▶ Set exercise A
In the article on handling disappointment, rewrite the part starting with "As I discuss" and going on through "with that loss.", with "threat detector" changed to "warning signal".
▶ Set exercise B
According to the article on handling disappointment, what is the message of sadness?

How to Handle Disappointment and “Failure”.

The classical advice about dealing with disappointment and “failure” is to pick yourself up and get back on track. While this is good advice, it focuses on the behavioral aspect of disappointment and not on disappointment as an emotion or on “failure” as a construct.

The emotion of disappointment is defined by Your Dictionary.com as “a feeling of sadness, dissatisfaction or displeasure when something isn’t as you planned”. So, in other words, when you are disappointed, you are sad about a situation that has not gone as you expected or wanted.

As I discuss in my book Emotions as Tools A Self Help Guide to Controlling Your Life not Your Feelings, Sadness is a threat detector and one of the 6 primary emotions (mad, sad, glad, fear, disgust, and surprise). The message of sadness is that you have experienced a loss and the function of sadness is to both alert you to the loss you have experienced and prepare your body to deal with that loss.

The intensity of sadness can vary along a continuum from mild disappointment through the sublime sense of loss one experiences when someone close to us dies to depression, a condition which can be life-threatening.

▶ Data extract
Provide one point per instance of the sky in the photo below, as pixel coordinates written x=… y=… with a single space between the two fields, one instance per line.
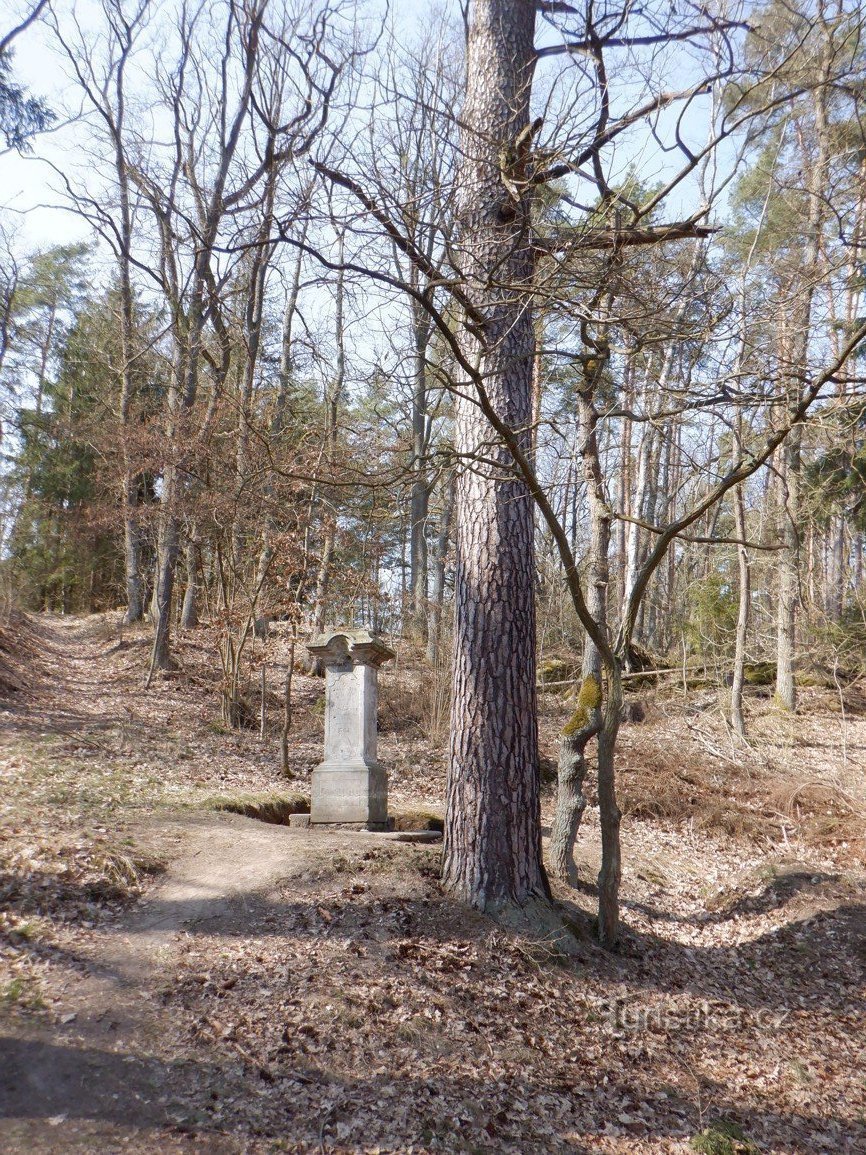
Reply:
x=31 y=192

▶ Reply A
As I discuss in my book Emotions as Tools A Self Help Guide to Controlling Your Life not Your Feelings, Sadness is a warning signal and one of the 6 primary emotions (mad, sad, glad, fear, disgust, and surprise). The message of sadness is that you have experienced a loss and the function of sadness is to both alert you to the loss you have experienced and prepare your body to deal with that loss.

▶ Reply B
That you have experienced a loss.